**WHAT NEEDS TO BE DONE:**
Continue the passage about the Supreme Court's handling of death penalty cases during the pandemic, picking up after its final sentence.

**EXCERPT TO READ:**
--

A May 2020 Gallup poll shows the percentage of Americans who said they believe the death penalty is morally acceptable fell six percentage points in one year, to 54%, the lowest level since Gallup started asking in 2001.
Robert Dunham, the Death Penalty Information Center’s executive director, said “the majority of the Court is increasingly out of step with the rest of the country on death penalty issues.”
Ministers to Wesley Ira Purkey and Dustin Lee Honken, the two federal inmates scheduled for execution Wednesday and July 17, respectively, have pending legal claims trying to halt the executions. They argue the pandemic is putting the ministers in danger and thus at odds with their duty to spiritually advise the inmates at the execution.
The justices, who heard arguments remotely in May due to the pandemic, haven’t shown much sympathy thus far for Covid-19-related claims by death row inmates and their supporters.
The family of Lee’s victims cited Covid-19 issues in saying they wanted to travel to the execution but worried about the potential health risks of traveling to the federal execution site in Terre Haute, Ind. The government revealed over the weekend that a prison staffer there had caught the virus.
The justices denied the family’s claim simultaneously with the protocol appeal and another of Lee’s claims. No justices recorded dissents from Lee’s other claim or the family’s.
The denials cleared the way for Lee’s execution, the third in the U.S. since the pandemic hit. The justices likewise enabled Missouri to carry out the country’s first pandemic-era execution in May. They rejected inmate Walter Barton’s claim that restrictions imposed due to the virus prevented his legal team from gathering evidence that he said could help prove his innocence.
Wardlow’s Texas execution was the second in the U.S. during the pandemic that’s killed more than 135,000 Americans.
While the term was a tough one for inmates, some fracture in the Republican appointed majority continued to show. Kavanaugh and Chief Justice John Roberts didn’t always joining their three colleagues - Gorsuch, Samuel Alito and Clarence Thomas - who take a stricter approach to capital cases.
Kavanaugh authored the only decision in an argued case this term that squarely dealt with a death penalty issue, McKinney v. Arizona. The justices decided along 5-4 lines the sentencing case from Arizona impacting 20 inmates in the state.

--

(Extracted data entries)

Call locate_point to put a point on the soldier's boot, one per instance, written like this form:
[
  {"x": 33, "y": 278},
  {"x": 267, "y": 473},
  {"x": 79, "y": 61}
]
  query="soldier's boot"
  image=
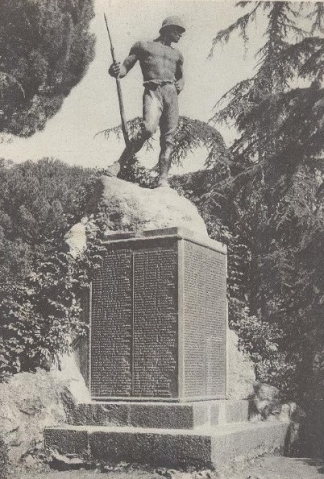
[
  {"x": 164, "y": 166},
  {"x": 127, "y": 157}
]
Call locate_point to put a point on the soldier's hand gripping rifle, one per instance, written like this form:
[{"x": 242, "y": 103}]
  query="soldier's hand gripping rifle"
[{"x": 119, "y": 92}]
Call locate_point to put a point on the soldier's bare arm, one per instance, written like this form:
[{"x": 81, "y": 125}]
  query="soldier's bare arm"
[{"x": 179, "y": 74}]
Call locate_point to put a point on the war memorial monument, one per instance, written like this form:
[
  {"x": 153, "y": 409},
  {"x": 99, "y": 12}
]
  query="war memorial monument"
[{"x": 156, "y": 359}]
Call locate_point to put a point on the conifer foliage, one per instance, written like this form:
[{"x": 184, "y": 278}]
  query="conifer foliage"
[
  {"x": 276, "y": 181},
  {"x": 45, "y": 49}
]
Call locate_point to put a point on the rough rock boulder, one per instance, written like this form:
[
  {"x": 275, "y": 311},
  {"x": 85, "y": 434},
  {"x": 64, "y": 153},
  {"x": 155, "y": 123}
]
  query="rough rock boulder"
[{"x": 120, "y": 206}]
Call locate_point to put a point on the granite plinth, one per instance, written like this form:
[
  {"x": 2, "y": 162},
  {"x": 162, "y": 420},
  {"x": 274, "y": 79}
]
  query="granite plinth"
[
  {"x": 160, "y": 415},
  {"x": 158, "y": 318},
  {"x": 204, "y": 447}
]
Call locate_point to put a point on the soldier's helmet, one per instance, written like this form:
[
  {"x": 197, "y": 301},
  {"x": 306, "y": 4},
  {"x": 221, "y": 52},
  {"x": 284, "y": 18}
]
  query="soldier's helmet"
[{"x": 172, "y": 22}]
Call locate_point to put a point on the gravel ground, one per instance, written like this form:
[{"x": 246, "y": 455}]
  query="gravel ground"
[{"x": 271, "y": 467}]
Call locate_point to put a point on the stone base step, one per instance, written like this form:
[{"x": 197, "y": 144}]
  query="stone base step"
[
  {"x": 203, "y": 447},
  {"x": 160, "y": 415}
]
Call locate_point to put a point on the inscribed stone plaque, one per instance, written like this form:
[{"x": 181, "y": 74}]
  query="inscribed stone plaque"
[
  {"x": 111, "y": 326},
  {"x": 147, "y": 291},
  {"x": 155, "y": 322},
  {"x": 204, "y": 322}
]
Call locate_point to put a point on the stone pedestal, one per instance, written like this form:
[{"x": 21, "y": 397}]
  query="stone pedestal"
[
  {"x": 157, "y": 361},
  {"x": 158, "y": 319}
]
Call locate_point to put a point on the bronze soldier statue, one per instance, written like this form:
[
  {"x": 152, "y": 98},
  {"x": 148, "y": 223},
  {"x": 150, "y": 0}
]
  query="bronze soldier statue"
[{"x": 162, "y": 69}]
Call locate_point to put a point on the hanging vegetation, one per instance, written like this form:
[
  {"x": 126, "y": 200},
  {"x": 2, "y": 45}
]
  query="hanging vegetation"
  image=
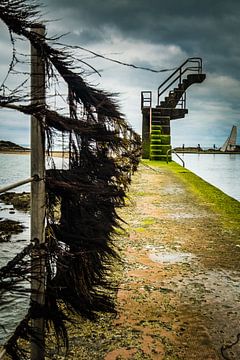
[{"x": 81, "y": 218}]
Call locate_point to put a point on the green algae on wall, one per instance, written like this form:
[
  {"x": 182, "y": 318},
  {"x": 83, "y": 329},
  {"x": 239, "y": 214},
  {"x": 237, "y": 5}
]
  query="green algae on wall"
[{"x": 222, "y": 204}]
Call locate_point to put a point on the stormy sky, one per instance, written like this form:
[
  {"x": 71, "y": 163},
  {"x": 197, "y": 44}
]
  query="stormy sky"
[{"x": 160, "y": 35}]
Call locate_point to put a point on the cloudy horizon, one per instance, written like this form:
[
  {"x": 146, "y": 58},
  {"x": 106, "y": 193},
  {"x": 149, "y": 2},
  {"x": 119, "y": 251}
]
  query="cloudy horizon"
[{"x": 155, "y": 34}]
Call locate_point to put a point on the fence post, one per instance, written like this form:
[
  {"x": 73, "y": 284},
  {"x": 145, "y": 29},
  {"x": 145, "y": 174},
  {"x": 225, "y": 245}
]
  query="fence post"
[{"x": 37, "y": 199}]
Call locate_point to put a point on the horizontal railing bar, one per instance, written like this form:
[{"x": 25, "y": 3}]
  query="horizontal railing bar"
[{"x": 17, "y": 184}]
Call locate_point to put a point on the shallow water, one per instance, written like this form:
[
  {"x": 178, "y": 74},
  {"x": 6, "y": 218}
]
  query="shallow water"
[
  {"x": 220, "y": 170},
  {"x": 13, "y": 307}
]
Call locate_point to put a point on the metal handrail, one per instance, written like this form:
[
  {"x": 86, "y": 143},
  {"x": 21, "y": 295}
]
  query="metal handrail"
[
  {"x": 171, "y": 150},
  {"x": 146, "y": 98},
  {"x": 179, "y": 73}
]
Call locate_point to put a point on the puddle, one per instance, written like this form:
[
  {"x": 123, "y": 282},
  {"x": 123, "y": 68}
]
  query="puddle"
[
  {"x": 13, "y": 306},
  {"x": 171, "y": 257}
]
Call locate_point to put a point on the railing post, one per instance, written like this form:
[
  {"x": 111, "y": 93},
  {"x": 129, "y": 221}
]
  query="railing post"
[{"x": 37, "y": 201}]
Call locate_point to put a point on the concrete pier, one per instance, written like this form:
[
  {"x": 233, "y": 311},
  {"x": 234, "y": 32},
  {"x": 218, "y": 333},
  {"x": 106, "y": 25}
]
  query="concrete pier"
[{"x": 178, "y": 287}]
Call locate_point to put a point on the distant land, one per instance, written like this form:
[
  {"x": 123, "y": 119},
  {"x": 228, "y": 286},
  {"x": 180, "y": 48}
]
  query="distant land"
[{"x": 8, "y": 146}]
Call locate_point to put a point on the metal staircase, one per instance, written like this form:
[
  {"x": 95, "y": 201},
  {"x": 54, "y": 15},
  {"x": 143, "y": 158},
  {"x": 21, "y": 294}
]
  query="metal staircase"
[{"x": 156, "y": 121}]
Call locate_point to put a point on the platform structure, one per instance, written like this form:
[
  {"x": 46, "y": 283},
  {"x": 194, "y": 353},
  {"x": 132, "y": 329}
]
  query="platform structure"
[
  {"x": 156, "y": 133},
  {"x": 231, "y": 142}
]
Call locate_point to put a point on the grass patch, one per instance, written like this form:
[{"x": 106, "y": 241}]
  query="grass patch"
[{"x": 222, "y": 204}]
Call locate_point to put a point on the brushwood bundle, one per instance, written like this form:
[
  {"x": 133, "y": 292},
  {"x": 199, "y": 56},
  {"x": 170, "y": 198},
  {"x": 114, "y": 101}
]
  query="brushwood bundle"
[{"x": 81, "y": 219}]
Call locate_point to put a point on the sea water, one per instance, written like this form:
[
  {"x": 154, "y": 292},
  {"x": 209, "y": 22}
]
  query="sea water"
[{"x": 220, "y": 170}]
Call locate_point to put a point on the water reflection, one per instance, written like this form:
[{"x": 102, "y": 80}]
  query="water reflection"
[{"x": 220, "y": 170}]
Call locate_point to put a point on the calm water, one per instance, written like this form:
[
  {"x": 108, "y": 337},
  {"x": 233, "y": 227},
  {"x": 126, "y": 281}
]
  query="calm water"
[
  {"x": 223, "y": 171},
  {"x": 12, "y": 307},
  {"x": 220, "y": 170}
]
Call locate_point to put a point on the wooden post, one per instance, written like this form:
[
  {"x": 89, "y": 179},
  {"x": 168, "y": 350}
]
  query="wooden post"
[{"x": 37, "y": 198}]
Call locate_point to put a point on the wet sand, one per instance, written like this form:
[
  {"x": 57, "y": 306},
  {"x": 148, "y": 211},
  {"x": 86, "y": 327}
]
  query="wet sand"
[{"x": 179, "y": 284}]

--

**ANSWER SPACE:**
But only Alito, Thomas, and Gorsuch dissented from an unsigned opinion last month sending a capital case back to Texas for further review on ineffective assistance of counsel grounds. The defense lawyer whose performance was at issue “performed virtually no investigation of the relevant evidence,” the court said. Koosed said the case, Andrus v. Texas, was a bright spot in the term for defense litigators.
Writing for the trio in dissent, Alito said that his colleagues cleared “this case off the docket,” but did so “on a ground that is hard to take seriously,” arguing that the majority didn’t give due weight to the state court’s analysis in rejecting the inmate’s claim.
Still left unresolved are requests pending in a federal appeals court from ministers for two of the federal inmates scheduled to be executed.
The issue of spiritual advisers in the context of executions is a familiar one for the court, having generated caustic exchanges among the justices.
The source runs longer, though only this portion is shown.